● TASK REQUIREMENTS
Recast the data below as a JSON list of strings, one string per line, leaving out any blank lines.

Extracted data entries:
+++

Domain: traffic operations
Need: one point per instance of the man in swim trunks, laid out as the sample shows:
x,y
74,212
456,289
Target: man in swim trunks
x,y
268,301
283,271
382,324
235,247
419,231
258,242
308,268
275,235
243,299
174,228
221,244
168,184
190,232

+++

● EXERCISE RESPONSE
[
  "Domain: traffic operations",
  "Need: one point per instance of the man in swim trunks, laid out as the sample shows:",
  "x,y",
  "74,212",
  "456,289",
  "Target: man in swim trunks",
  "x,y",
  "268,301",
  "283,271",
  "382,324",
  "235,247",
  "419,231",
  "258,242",
  "308,268",
  "275,235",
  "243,299",
  "174,228",
  "221,244",
  "168,184",
  "190,232"
]